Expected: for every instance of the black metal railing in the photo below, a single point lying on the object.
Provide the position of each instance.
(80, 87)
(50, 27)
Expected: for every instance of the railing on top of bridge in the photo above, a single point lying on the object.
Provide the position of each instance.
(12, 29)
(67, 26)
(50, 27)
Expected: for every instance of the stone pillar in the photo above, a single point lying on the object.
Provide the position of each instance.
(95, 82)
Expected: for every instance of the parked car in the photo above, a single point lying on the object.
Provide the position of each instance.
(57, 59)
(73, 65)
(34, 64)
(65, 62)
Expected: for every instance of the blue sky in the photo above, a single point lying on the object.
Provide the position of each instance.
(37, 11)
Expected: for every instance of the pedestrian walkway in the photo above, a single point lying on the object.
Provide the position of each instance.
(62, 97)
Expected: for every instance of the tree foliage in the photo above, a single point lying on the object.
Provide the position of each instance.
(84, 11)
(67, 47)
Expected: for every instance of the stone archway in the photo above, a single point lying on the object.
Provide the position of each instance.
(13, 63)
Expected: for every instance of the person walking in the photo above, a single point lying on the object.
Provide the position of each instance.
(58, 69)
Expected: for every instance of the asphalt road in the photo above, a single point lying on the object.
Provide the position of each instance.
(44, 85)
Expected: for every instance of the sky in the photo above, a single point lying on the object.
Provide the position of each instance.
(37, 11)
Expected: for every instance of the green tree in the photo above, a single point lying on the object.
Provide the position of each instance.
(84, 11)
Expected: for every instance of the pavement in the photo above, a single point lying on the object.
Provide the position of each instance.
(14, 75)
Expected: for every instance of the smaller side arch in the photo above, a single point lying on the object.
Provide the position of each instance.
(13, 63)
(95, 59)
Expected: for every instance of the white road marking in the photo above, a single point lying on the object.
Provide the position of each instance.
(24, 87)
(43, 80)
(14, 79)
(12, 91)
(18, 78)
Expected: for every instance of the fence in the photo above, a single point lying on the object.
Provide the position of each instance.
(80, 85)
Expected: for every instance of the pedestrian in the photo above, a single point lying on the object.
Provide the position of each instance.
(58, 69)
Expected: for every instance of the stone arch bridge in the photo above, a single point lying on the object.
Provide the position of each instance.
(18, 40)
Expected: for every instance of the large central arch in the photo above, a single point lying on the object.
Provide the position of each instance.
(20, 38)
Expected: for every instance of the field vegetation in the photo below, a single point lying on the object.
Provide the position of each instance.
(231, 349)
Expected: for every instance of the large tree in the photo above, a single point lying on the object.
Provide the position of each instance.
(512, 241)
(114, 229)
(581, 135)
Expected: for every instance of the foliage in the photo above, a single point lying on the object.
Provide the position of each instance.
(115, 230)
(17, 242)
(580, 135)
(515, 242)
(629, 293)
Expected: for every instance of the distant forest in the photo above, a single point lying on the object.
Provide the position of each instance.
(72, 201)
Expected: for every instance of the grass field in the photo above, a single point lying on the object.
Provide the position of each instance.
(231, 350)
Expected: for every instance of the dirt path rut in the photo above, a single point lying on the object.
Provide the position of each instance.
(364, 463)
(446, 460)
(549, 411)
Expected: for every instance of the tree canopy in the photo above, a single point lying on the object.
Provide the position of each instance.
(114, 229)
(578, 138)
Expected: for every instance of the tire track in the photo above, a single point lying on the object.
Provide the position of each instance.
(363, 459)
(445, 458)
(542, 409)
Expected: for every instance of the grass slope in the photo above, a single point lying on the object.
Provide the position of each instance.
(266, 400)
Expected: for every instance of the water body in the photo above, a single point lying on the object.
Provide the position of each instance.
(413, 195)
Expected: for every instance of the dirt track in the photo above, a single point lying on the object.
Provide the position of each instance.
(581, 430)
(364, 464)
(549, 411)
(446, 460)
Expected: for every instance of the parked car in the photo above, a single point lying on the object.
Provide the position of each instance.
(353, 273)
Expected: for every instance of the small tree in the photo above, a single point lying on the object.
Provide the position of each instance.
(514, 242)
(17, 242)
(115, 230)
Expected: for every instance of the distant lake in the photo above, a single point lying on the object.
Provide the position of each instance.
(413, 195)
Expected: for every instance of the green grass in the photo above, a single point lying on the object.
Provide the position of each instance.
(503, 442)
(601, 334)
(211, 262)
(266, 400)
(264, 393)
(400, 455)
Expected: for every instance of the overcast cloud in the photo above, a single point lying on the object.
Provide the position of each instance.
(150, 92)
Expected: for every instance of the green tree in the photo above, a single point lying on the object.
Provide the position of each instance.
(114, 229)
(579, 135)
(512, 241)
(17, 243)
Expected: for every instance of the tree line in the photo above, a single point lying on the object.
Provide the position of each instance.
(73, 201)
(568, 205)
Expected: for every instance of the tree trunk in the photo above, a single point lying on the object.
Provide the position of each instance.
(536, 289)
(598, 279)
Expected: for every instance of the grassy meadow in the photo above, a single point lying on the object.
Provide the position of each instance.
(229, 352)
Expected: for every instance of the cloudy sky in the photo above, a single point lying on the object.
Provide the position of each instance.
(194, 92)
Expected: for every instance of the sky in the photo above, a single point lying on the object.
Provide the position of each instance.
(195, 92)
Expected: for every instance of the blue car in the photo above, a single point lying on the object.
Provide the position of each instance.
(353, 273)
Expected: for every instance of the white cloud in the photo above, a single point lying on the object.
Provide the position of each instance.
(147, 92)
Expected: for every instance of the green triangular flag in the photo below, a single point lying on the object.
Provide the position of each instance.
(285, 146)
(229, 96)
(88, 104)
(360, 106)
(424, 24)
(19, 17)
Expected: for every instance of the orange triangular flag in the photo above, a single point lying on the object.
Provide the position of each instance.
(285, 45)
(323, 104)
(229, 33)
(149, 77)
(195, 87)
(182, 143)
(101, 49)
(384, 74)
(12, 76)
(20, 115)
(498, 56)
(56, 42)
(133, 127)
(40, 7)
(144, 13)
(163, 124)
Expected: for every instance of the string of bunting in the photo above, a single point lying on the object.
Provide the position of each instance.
------------------------------------------------------------
WORK ITEM: Each line above must be returned exactly as written.

OUTPUT FOR THIS TASK:
Expected: for every instance of the black metal railing in the photo below, a single point lying on the object.
Provide the position of each instance.
(80, 87)
(50, 27)
Expected: for every instance of the railing on top of bridge in the photo above, a single point lying on the object.
Provide the position of each instance.
(12, 29)
(67, 26)
(50, 27)
Expected: for every instance of the stone pillar in the photo above, a single point lying on the object.
Provide the position of each instance.
(95, 82)
Expected: for every instance of the parked car in the photo above, a single point lying on the object.
Provide the position of each instance.
(57, 59)
(73, 65)
(34, 64)
(65, 62)
Expected: for every instance of the blue sky in the photo above, a single point lying on the object.
Provide the position of each instance.
(37, 11)
Expected: for every instance of the pedestrian walkway in the photo above, a single point lying on the object.
Provide the position of each instance.
(62, 97)
Expected: for every instance of the tree foliage in the photo above, a single point lying on the object.
Provide the position of each instance.
(84, 11)
(67, 47)
Expected: for every instance of the stone archway in the photo above, a single point lying on the object.
Provide the position of each instance.
(13, 63)
Expected: for every instance of the person walking in the photo above, a single point lying on the object.
Provide the position of each instance.
(58, 69)
Expected: for every instance of the asphalt road in the photo above, a single point lying on the object.
Provide the position of each instance.
(44, 85)
Expected: for every instance of the sky in the photo above, a single point lying on the object.
Provide the position of each instance.
(37, 11)
Expected: for every instance of the green tree in the photo above, a single point lying on the object.
Provide the position of each instance.
(84, 11)
Expected: for every instance of the pavement in the photo above, a single point lying on the object.
Provide the position of each instance.
(14, 75)
Expected: for every instance of the smaller side arch in the photo above, a single point lying on the object.
Provide the position of each instance.
(13, 63)
(95, 59)
Expected: for every instance of the white road marking in the photo above, a single point lying on the object.
Provide the position of each instance.
(24, 87)
(43, 80)
(14, 79)
(12, 91)
(18, 78)
Expected: for every instance of the fence in the photo above, a single point lying on the object.
Provide the position of each instance.
(80, 85)
Expected: for every instance of the pedestrian in the photo above, a single point lying on the object.
Provide the position of each instance.
(58, 69)
Expected: for every instance of the stone arch bridge in the photo above, a single point lying on the object.
Provide the position of each instance.
(18, 40)
Expected: for every instance of the large central arch in the photo above, a single point lying on the object.
Provide the position of each instance.
(20, 38)
Expected: for every instance of the field vegetation in the photo below, a single point lying on the object.
Provide the position of each instance.
(231, 349)
Expected: for every instance of the large tree in the photo above, a single point lying on the object.
Provide the position of each instance.
(512, 241)
(114, 229)
(581, 135)
Expected: for every instance of the foliage in the photo above, a single point lying on the object.
Provide the position of each instance.
(115, 230)
(17, 242)
(580, 135)
(515, 242)
(629, 293)
Expected: for every instance of the distant forest in the photo above, a single point lying on the object.
Provide the position of each instance.
(72, 201)
Expected: for every instance of the grass field in the photo above, a single point lying on the object.
Provide the position of each instance.
(231, 350)
Expected: for every instance of the dirt path rut in the photo above, a single point lying on the object.
Provide the position of each instance.
(364, 463)
(446, 460)
(549, 411)
Expected: for every instance of the tree canopy in the photo above, a single point lying on the object.
Provide the position of each instance.
(114, 229)
(578, 138)
Expected: for every instance of the tire track in the photo above, a single point lying on the object.
Provide the position of each instance.
(363, 459)
(445, 458)
(542, 409)
Expected: for every instance of the grass slope in the photo above, a single point lying on the object.
Provide the position of each instance.
(266, 400)
Expected: for every instance of the water body in the photo above, a single point lying on the object.
Provide the position of each instance.
(413, 195)
Expected: for every instance of the dirt track in the photo above, a single point lying on the object.
Provide the position of each instance.
(581, 430)
(364, 464)
(549, 411)
(446, 460)
Expected: for every instance of the parked car in the photo above, a single point lying on the object.
Provide the position of each instance.
(353, 273)
Expected: for every instance of the small tree in the photo above, a single point lying on the object.
Provide the position of each instance.
(514, 242)
(17, 242)
(115, 230)
Expected: for every instance of the distant lake in the photo above, a single point lying on the object.
Provide the position of each instance.
(413, 195)
Expected: for every instance of the green grass in the photo above, a single point lying on the object.
Provide the position of each instance.
(503, 442)
(601, 334)
(211, 262)
(266, 400)
(264, 393)
(400, 455)
Expected: for every instance of the overcast cloud in the photo above, a single point lying on the object.
Provide the position of each instance.
(150, 92)
Expected: for every instance of the green tree in the photo above, a single point lying on the object.
Provide the position of each instance.
(114, 229)
(579, 135)
(512, 241)
(17, 243)
Expected: for every instance of the tree line in the photo above, a single point lying on the object.
Provide the position of each instance.
(73, 201)
(568, 205)
Expected: for every instance of the tree trunk in the photo above, a single point lying on the object.
Provide the position of each instance.
(536, 289)
(598, 279)
Expected: for every instance of the grassy meadow in the photo above, a single point lying on the object.
Provide the position of each instance.
(229, 352)
Expected: for every instance of the cloudy sky in the photo above, a single point lying on the object.
Provide the position of each instance.
(194, 92)
Expected: for every instance of the sky in the photo above, a single point lying on the object.
Provide the position of each instance.
(195, 92)
Expected: for every instance of the blue car in the photo above, a single point lying on the object.
Provide the position of each instance.
(353, 273)
Expected: for every instance of the white cloud in the photo above, a single point lying on the object.
Provide the position of each instance.
(147, 92)
Expected: for every instance of the green triangular flag in the photo below, a single point lying on the object.
Provide the position of each instance.
(285, 146)
(229, 96)
(88, 104)
(360, 106)
(424, 24)
(19, 17)
Expected: for every instance of the orange triangular flag in the photo above, a single point lying on the object.
Provide the position of each instance.
(285, 45)
(323, 104)
(229, 33)
(149, 77)
(195, 87)
(182, 143)
(101, 49)
(384, 74)
(12, 76)
(20, 115)
(498, 56)
(56, 42)
(133, 127)
(40, 7)
(144, 13)
(163, 124)
Expected: for every instance of the string of bunting in the photo above, a single point lying on the object.
Provide the position of each instance.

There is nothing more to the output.